▶ [DATA LISTING]:
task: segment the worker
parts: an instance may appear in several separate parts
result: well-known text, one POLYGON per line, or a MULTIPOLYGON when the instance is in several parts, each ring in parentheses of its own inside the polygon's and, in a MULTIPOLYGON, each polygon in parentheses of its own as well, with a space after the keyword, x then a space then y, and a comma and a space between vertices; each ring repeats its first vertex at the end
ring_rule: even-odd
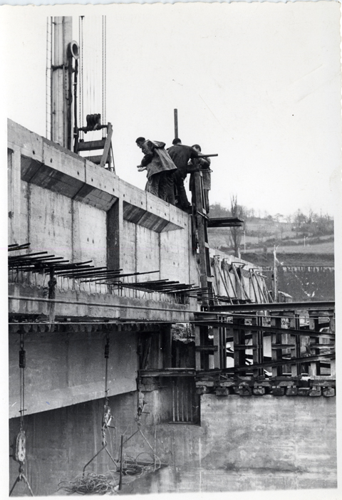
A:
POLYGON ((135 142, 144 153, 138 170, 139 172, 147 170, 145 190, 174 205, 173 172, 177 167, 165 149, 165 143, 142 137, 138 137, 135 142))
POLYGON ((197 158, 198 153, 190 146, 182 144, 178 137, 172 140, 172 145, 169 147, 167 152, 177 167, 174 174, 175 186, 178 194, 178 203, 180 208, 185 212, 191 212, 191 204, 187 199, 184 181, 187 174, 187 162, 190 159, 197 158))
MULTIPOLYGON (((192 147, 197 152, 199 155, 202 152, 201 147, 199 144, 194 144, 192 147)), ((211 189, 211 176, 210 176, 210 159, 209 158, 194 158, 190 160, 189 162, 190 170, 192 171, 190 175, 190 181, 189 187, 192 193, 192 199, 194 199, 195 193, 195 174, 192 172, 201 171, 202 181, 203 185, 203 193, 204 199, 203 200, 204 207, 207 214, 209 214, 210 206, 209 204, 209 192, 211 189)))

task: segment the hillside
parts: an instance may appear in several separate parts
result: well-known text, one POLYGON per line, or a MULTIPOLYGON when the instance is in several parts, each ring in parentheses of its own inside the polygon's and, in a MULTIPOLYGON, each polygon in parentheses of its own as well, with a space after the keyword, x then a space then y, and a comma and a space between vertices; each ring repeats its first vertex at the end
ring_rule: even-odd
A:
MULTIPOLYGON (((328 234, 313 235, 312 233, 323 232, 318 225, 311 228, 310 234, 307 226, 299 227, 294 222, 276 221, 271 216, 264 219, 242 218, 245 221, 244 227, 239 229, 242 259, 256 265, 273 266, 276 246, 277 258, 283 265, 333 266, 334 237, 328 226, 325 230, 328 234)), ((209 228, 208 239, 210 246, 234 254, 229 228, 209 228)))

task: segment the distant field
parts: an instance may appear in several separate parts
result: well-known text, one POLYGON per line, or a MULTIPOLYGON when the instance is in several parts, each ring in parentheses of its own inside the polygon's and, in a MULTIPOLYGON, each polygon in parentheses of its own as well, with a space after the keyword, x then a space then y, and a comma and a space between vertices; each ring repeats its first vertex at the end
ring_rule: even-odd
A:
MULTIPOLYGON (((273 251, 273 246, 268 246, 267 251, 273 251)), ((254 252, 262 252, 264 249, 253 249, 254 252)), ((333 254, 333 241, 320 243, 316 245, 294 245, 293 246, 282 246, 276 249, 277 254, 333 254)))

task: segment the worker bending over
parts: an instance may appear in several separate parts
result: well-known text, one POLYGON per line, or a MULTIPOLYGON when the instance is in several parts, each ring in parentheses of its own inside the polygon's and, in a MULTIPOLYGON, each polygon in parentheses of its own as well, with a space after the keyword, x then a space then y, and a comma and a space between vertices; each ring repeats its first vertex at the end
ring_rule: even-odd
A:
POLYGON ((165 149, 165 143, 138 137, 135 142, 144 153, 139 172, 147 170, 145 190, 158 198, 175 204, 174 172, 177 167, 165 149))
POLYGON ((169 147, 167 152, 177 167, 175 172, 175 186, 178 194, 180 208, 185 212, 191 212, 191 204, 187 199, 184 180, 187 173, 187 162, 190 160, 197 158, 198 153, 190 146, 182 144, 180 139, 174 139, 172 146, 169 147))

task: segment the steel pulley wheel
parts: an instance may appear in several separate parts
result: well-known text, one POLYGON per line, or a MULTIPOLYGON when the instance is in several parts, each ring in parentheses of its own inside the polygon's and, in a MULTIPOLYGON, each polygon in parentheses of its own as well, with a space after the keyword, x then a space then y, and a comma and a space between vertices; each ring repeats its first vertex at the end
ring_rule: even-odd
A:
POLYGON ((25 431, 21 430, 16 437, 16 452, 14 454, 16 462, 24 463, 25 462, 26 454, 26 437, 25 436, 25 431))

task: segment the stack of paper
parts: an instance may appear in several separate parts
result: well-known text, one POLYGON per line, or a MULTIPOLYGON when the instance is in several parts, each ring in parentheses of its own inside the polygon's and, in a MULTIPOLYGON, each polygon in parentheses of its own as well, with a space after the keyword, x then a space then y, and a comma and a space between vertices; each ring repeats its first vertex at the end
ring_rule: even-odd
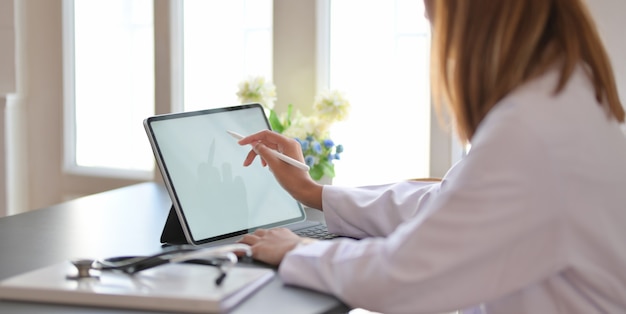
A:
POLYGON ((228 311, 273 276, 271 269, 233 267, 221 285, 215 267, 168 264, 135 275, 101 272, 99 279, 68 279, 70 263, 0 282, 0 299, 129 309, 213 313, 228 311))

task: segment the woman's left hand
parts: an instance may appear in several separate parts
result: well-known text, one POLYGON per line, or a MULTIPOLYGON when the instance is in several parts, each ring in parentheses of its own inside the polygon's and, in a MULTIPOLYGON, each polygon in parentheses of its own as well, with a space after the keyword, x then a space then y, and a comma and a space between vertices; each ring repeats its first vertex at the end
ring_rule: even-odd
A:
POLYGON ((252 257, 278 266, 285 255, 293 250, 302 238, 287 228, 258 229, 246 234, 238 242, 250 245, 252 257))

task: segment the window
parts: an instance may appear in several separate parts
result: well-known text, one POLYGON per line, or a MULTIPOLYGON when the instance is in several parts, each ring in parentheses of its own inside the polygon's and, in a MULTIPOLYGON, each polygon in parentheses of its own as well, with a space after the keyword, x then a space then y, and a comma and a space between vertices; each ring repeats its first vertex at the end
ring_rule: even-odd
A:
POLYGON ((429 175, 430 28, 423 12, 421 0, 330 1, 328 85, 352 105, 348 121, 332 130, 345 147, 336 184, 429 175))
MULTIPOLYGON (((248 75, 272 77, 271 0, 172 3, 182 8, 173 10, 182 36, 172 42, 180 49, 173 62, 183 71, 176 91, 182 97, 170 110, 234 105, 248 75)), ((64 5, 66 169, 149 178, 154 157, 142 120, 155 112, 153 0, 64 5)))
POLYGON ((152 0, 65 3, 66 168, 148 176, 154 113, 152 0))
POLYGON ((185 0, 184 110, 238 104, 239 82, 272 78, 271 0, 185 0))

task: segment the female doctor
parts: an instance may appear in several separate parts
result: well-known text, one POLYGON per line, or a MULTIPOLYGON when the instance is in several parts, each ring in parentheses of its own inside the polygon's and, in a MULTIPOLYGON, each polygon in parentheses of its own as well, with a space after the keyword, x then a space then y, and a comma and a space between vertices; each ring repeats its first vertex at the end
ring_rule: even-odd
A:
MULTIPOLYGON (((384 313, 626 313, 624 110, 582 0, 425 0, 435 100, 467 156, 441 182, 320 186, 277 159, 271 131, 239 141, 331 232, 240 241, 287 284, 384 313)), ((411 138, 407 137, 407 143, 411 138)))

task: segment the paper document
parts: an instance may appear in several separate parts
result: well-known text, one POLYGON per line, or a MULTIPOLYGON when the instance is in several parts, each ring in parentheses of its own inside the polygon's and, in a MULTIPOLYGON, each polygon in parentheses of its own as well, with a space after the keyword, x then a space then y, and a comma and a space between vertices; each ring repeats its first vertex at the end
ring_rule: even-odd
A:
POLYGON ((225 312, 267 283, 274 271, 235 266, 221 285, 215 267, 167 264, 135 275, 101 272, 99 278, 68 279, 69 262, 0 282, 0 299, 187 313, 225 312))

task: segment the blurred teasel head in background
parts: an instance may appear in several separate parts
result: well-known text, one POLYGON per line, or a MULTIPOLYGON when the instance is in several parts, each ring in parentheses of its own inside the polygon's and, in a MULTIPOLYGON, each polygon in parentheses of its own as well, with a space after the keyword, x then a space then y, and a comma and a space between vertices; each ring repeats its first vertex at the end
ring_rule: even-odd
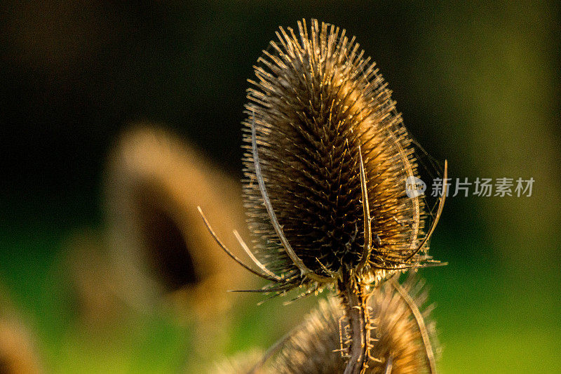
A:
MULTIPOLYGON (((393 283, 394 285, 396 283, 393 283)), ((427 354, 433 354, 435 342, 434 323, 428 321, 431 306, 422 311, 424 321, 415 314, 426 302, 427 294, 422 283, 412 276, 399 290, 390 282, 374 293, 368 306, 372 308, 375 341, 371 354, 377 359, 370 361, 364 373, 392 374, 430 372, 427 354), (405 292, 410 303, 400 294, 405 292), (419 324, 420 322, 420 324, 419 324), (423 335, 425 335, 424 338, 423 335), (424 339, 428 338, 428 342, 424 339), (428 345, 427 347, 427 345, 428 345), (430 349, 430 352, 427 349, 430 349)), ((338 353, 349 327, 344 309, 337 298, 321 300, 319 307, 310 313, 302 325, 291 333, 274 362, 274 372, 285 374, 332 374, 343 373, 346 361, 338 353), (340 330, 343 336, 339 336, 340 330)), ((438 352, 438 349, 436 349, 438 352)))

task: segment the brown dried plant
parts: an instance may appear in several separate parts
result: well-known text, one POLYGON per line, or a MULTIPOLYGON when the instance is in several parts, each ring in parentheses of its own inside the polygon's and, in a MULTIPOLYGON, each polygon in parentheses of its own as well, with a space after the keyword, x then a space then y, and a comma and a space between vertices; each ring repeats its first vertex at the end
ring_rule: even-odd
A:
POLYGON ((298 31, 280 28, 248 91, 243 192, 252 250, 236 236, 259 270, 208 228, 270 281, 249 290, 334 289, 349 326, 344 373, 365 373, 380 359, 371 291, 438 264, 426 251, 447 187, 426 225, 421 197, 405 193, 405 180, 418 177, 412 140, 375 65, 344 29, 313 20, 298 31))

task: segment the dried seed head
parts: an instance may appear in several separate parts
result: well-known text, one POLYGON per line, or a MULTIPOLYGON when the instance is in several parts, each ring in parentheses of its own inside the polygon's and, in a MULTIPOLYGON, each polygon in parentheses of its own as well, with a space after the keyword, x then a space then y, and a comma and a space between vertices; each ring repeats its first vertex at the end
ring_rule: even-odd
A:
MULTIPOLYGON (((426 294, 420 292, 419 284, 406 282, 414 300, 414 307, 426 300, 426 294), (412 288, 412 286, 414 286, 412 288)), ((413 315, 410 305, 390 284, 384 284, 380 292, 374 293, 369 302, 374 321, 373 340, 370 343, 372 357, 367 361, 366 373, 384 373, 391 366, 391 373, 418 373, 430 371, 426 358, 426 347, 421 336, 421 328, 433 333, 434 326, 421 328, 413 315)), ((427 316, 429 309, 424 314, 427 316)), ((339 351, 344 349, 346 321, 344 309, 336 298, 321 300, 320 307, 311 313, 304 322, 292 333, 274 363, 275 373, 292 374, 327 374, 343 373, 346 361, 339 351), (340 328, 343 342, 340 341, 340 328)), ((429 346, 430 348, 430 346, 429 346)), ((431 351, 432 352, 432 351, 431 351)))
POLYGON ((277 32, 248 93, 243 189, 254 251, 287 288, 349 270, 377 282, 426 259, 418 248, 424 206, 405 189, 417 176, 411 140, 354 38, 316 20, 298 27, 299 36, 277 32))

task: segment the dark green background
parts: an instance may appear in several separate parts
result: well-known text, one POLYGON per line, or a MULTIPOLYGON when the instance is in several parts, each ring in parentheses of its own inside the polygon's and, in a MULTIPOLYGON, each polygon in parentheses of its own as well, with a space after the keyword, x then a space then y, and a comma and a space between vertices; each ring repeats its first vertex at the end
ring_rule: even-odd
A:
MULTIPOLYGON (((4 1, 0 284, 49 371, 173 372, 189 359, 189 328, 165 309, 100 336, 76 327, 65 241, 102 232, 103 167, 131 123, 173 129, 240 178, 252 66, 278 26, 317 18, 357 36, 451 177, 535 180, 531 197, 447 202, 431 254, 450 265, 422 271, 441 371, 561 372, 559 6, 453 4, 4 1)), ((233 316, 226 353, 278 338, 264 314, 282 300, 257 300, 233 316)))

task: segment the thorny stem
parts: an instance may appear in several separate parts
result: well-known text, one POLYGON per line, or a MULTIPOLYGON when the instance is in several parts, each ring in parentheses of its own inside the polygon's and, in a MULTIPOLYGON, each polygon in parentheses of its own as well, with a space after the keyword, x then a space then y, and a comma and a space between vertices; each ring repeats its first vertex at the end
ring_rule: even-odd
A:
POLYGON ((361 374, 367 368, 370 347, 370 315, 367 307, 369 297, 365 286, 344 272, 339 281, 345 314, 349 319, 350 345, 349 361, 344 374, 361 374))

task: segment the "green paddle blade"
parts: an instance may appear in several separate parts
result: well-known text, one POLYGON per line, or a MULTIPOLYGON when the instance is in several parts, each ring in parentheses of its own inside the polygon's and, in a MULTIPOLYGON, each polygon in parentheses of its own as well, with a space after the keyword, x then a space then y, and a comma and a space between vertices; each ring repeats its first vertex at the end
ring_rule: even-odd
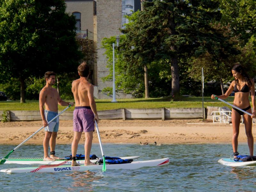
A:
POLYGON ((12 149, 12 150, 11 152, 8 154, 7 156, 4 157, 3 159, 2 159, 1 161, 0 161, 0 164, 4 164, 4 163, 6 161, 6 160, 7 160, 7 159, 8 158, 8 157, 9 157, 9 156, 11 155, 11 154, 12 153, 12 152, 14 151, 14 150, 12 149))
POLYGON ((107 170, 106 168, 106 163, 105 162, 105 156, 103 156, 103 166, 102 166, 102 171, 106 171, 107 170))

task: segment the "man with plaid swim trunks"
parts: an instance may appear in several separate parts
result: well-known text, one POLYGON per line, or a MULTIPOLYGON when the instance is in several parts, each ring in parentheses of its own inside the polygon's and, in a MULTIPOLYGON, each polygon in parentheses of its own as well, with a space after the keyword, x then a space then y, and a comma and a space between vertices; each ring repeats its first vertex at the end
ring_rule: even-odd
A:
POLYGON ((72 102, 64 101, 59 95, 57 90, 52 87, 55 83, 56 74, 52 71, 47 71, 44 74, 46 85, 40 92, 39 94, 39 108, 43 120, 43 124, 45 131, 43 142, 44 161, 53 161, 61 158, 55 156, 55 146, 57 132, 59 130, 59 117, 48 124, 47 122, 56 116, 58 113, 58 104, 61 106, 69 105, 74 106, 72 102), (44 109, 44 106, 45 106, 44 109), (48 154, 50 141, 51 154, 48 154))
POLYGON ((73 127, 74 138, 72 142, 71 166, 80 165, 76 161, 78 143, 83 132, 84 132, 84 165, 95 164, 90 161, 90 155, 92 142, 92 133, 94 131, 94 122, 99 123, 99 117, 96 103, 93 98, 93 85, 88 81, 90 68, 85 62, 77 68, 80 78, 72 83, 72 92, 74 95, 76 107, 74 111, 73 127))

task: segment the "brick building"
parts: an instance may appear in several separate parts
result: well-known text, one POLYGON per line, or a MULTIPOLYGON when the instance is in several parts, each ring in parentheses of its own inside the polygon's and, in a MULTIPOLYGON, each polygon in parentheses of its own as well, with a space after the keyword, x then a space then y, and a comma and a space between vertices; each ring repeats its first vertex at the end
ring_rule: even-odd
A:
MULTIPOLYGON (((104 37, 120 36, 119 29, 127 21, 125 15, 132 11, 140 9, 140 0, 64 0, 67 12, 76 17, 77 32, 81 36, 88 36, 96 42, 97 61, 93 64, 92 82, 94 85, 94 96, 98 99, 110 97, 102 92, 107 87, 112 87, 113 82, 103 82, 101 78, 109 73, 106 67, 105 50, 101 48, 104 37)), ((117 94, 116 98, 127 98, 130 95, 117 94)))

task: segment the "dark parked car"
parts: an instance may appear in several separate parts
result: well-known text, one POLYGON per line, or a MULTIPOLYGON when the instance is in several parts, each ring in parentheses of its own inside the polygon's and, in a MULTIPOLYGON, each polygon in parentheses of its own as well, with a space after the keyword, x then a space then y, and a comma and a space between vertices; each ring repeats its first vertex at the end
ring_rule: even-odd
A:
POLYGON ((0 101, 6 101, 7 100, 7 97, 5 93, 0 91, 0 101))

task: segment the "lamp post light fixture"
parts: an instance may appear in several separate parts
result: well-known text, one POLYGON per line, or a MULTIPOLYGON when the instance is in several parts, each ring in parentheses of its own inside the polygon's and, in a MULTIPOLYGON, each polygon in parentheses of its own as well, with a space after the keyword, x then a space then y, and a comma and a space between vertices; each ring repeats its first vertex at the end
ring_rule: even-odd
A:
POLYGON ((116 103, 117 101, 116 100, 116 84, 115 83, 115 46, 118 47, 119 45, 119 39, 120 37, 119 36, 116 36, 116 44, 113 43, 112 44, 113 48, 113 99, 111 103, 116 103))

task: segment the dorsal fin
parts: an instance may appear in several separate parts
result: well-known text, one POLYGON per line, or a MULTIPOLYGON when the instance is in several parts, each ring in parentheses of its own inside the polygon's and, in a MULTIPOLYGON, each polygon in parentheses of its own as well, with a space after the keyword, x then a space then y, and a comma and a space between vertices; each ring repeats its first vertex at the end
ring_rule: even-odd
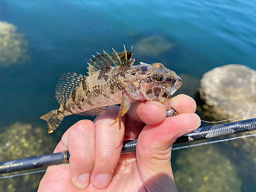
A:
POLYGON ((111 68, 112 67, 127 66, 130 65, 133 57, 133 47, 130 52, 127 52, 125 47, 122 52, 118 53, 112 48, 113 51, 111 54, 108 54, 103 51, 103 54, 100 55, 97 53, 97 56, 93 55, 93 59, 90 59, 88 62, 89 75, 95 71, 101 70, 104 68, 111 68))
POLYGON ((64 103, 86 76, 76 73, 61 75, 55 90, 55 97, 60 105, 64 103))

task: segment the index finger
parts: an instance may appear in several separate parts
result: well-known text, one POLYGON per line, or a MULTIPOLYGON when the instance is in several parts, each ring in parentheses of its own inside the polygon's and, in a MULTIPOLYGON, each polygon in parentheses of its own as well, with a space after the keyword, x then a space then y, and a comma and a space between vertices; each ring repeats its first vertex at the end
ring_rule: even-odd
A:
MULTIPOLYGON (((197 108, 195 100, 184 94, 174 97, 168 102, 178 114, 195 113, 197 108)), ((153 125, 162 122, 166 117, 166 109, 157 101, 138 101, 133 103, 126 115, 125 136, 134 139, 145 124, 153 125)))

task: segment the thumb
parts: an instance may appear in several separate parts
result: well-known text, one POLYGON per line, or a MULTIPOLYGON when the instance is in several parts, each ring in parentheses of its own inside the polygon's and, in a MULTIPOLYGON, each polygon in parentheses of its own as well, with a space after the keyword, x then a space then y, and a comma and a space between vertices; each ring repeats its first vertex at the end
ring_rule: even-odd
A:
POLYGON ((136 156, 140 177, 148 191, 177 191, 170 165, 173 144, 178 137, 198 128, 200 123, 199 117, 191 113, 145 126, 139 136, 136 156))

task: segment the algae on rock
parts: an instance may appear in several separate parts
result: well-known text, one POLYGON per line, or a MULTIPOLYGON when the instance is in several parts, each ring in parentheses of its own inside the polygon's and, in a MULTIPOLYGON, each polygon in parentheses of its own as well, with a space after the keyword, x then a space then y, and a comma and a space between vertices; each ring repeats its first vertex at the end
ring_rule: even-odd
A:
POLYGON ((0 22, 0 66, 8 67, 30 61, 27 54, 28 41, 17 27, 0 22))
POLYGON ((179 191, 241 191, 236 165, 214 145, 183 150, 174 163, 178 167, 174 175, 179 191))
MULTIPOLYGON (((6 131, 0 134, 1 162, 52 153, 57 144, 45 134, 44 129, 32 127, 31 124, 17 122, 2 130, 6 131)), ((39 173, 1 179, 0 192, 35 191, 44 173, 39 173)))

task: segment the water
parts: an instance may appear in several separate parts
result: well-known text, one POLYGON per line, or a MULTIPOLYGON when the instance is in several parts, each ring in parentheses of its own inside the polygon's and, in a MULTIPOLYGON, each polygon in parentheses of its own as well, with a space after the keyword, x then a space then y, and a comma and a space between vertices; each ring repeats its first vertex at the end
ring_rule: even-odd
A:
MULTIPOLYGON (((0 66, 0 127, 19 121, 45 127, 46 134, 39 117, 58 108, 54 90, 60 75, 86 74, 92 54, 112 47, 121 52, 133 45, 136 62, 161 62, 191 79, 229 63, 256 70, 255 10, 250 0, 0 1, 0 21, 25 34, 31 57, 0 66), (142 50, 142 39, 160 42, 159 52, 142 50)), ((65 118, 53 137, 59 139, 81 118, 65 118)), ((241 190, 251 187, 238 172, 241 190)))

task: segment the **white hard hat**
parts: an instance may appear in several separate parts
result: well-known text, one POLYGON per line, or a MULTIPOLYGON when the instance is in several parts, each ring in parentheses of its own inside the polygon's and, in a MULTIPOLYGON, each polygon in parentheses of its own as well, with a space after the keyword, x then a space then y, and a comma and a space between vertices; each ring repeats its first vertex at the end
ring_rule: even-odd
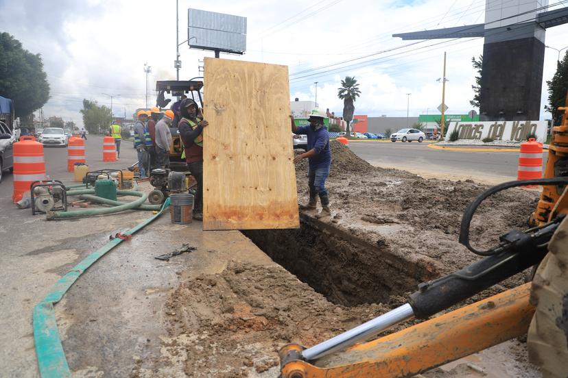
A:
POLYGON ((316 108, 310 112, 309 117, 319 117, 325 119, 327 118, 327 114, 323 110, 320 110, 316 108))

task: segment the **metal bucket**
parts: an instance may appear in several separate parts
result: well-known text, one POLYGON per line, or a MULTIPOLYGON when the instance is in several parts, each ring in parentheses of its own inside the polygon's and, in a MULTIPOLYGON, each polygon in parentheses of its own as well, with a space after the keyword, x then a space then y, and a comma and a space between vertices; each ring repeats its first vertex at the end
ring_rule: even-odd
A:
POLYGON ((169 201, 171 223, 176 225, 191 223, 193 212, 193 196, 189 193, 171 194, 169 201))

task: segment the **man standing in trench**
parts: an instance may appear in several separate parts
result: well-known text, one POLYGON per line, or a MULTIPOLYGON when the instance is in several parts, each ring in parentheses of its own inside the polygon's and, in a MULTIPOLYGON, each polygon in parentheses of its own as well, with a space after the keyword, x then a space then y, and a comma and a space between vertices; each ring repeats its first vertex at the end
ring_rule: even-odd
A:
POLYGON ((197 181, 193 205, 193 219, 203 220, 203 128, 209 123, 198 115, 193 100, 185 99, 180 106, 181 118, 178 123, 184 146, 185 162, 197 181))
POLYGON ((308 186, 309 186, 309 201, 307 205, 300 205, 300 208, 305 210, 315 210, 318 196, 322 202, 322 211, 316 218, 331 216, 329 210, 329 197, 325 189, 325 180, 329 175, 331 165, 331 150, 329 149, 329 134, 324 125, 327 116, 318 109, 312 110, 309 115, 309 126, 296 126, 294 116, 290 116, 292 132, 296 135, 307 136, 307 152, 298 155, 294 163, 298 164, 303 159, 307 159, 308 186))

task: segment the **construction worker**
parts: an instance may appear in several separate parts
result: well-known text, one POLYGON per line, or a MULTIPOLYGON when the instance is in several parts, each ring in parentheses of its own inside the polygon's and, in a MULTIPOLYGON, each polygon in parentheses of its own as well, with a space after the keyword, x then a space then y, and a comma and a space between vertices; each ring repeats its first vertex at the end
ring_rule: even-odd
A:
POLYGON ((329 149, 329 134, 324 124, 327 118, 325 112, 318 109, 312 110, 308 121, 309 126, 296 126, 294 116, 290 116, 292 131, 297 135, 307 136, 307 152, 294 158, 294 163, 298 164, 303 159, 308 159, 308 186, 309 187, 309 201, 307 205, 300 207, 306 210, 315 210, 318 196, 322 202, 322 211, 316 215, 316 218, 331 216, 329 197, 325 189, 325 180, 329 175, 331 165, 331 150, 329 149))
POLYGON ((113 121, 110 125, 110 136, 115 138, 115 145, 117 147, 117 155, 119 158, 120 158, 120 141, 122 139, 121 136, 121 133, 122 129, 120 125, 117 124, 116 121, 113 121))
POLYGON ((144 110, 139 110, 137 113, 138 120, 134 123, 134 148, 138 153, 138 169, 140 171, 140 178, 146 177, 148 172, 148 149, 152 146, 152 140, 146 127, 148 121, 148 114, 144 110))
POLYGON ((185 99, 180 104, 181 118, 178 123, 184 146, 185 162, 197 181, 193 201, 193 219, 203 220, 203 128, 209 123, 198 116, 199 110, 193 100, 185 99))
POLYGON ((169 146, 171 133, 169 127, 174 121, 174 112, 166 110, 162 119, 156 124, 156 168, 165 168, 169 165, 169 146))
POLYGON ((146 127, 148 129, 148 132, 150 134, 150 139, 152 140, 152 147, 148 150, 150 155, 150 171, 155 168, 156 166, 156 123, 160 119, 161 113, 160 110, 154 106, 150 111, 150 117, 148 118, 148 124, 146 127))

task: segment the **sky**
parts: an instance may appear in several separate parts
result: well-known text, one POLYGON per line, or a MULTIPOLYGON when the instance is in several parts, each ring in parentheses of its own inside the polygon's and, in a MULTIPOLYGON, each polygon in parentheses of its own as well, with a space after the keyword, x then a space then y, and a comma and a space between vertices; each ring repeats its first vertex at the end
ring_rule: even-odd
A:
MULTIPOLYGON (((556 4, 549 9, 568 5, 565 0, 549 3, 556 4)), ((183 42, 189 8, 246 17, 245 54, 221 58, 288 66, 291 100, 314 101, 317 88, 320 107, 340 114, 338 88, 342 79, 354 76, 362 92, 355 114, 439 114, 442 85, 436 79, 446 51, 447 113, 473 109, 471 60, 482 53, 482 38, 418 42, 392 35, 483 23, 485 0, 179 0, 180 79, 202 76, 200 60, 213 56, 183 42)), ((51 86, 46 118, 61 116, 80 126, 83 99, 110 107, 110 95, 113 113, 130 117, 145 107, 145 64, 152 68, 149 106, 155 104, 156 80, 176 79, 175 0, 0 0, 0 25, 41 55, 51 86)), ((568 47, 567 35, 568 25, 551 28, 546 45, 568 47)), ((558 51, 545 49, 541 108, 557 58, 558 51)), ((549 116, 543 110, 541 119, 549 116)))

▶ [YOUR OBJECTIVE]: Rewrite every line of the material, starting at the beginning and ending at the line that contains "POLYGON ((135 142, 144", with both ends included. Shift each coordinate in the polygon outlines by adding 138, and leave the pictures out of your answer.

▶ [COMPLETED TASK]:
task: segment the worker
parts: an instance may appear in several separate parts
result: well-known text, one POLYGON per line, or a MULTIPOLYGON when the instance is in several parts, each ring in parentheses of its own inside the polygon's and, in a MULTIPOLYGON, each polygon in parentheses of its own as well, with a space after the keyword, x then a space then y, and a comma and a space between vertices; each ring repeats its first vertex at the end
ring_rule: even-odd
A:
POLYGON ((273 280, 282 291, 276 308, 277 310, 285 308, 283 328, 312 343, 311 310, 315 305, 303 287, 303 281, 280 275, 276 275, 273 280))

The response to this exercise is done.